#### TASK ITEM:
Only one portion of the data is to be written out: from the line bearing "Target: electrical outlet" through the line bearing "Place a pin on every instance of the stone column". Write it exactly as it appears.

═══ AVAILABLE RECORDS ═══

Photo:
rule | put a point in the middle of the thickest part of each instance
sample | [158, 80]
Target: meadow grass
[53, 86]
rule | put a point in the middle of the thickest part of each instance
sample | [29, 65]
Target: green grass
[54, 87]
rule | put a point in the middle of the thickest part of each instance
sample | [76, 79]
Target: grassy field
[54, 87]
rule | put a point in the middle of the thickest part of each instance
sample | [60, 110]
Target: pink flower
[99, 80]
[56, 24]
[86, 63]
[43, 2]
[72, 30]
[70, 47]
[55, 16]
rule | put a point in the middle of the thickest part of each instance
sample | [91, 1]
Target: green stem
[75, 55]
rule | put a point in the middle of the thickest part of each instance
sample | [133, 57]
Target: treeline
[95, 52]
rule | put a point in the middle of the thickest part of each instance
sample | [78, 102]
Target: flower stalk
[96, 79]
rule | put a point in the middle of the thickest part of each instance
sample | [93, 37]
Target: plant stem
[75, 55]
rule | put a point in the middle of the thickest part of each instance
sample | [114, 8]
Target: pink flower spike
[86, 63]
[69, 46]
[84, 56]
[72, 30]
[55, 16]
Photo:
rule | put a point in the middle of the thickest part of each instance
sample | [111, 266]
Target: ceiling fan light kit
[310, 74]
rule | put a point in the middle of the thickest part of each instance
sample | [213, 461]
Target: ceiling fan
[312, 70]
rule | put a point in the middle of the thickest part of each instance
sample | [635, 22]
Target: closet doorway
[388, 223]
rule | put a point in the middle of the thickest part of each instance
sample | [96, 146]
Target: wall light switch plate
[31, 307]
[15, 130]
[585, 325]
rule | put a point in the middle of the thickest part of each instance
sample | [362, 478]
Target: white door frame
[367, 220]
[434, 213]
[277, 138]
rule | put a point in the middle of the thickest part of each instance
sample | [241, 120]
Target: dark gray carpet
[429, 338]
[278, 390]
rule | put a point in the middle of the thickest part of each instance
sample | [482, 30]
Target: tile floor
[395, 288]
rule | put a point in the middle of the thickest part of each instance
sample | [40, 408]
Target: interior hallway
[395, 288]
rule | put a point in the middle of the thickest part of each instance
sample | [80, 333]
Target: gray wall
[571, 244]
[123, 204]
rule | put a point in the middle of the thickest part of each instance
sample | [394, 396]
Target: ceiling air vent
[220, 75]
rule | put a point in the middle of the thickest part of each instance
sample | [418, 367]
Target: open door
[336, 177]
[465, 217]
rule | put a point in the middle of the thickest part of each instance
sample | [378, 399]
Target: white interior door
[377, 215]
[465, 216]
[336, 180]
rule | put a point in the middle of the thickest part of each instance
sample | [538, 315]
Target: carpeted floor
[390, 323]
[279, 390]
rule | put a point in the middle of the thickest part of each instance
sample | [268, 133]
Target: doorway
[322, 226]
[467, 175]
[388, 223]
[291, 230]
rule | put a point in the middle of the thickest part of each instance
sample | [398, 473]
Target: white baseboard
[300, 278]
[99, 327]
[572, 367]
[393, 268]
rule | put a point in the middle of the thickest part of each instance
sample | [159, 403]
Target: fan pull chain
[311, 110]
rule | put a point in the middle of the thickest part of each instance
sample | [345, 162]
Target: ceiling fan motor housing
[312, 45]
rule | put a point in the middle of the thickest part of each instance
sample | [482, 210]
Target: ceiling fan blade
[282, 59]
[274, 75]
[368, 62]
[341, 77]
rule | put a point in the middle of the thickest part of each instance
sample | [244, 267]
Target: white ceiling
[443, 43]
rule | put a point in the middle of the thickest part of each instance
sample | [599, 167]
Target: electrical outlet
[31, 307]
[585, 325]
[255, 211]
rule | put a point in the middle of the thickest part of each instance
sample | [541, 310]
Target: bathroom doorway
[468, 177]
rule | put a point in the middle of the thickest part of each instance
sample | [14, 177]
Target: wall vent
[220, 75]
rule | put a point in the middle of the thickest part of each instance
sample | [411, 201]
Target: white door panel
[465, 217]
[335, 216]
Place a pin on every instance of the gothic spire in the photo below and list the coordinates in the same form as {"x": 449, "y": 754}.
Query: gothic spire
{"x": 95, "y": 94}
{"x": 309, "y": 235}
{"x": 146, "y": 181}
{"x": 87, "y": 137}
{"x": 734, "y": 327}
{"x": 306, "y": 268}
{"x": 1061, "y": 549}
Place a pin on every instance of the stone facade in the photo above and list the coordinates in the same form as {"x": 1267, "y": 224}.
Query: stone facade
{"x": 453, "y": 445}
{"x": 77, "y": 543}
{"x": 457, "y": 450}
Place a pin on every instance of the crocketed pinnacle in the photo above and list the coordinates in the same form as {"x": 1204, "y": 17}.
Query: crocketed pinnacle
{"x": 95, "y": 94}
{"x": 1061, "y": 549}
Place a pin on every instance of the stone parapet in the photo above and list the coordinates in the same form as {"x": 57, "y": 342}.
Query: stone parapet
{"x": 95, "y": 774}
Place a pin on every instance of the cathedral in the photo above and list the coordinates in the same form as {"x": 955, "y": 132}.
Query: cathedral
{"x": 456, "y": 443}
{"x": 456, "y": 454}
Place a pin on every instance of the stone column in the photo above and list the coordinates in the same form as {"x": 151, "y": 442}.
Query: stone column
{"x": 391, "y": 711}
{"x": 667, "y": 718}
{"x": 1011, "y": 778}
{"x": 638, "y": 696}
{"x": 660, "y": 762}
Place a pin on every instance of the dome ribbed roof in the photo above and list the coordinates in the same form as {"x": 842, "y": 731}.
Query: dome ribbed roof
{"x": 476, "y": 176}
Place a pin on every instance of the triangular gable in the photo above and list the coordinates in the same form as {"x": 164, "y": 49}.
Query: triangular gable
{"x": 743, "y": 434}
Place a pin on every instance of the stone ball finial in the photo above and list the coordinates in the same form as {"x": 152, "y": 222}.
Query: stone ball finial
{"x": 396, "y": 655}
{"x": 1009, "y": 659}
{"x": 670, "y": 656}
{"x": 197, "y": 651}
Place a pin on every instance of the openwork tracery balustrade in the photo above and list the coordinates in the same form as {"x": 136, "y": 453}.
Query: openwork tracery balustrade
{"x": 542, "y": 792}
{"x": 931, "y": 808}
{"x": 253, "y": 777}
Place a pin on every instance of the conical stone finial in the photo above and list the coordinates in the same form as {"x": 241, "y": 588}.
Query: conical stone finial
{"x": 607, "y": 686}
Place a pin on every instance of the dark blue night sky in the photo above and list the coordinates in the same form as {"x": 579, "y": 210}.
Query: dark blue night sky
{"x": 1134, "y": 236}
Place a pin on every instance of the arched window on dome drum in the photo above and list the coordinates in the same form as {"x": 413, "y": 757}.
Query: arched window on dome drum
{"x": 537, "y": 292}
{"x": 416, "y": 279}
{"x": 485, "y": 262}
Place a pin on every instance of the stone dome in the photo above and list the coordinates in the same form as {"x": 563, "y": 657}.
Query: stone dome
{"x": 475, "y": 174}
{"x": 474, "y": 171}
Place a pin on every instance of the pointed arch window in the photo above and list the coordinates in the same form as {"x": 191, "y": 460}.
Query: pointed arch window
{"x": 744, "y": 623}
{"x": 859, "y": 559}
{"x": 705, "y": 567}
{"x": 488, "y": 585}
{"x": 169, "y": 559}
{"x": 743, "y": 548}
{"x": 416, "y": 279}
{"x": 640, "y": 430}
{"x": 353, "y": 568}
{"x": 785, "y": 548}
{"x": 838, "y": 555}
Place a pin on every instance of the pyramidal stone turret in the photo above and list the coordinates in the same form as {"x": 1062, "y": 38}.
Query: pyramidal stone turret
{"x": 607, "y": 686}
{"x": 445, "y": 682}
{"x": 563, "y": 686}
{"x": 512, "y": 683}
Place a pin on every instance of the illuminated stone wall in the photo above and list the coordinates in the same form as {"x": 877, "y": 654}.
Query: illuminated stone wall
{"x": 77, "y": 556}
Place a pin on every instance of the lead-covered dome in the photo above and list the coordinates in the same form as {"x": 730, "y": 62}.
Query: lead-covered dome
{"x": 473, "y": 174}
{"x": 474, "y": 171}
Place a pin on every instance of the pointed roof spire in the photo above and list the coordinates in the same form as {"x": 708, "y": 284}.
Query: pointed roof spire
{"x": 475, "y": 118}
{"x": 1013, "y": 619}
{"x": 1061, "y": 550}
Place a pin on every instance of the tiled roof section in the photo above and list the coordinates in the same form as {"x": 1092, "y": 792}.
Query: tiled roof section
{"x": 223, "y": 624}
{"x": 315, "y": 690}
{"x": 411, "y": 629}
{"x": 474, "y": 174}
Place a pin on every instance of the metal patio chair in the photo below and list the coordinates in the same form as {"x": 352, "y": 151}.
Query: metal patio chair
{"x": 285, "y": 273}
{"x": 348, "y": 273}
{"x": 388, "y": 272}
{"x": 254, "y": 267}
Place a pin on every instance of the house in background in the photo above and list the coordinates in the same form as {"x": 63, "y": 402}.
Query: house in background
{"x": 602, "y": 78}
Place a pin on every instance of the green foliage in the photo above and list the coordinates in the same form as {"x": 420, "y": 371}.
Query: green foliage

═══

#### RESULT OF THIS TASK:
Target: electrical outlet
[31, 307]
[585, 325]
[255, 211]
rule | put a point in the middle of the thickest part of each instance
sample | [541, 310]
Target: bathroom doorway
[468, 177]
rule | put a point in the middle of the thickest part of each instance
sample | [14, 177]
Target: wall vent
[220, 75]
rule | put a point in the middle of the thickest part of each instance
sample | [411, 201]
Target: white door panel
[465, 217]
[335, 216]
Place a pin on every instance of the gothic spire in the photo below and list the coordinates in the same form as {"x": 449, "y": 754}.
Query: gothic spire
{"x": 95, "y": 94}
{"x": 309, "y": 235}
{"x": 146, "y": 181}
{"x": 87, "y": 137}
{"x": 734, "y": 327}
{"x": 306, "y": 268}
{"x": 1061, "y": 549}
Place a pin on every instance of the stone facade in the photo above and list the coordinates in the same form as {"x": 1267, "y": 224}.
Query: stone facade
{"x": 453, "y": 445}
{"x": 77, "y": 543}
{"x": 457, "y": 450}
Place a pin on every instance of the crocketed pinnacle in the photo above and list the coordinates in the same form as {"x": 1204, "y": 17}.
Query: crocketed pinnacle
{"x": 95, "y": 94}
{"x": 1061, "y": 549}
Place a pin on every instance of the stone parapet in the photo above and list the coordinates in the same form as {"x": 57, "y": 342}.
Query: stone parapet
{"x": 95, "y": 774}
Place a pin on every instance of the cathedral in the photo above and list the coordinates in the same form as {"x": 955, "y": 132}.
Query: cathedral
{"x": 456, "y": 443}
{"x": 456, "y": 454}
Place a pin on every instance of the stone column in the photo above and list the coordinates in the same form as {"x": 151, "y": 442}.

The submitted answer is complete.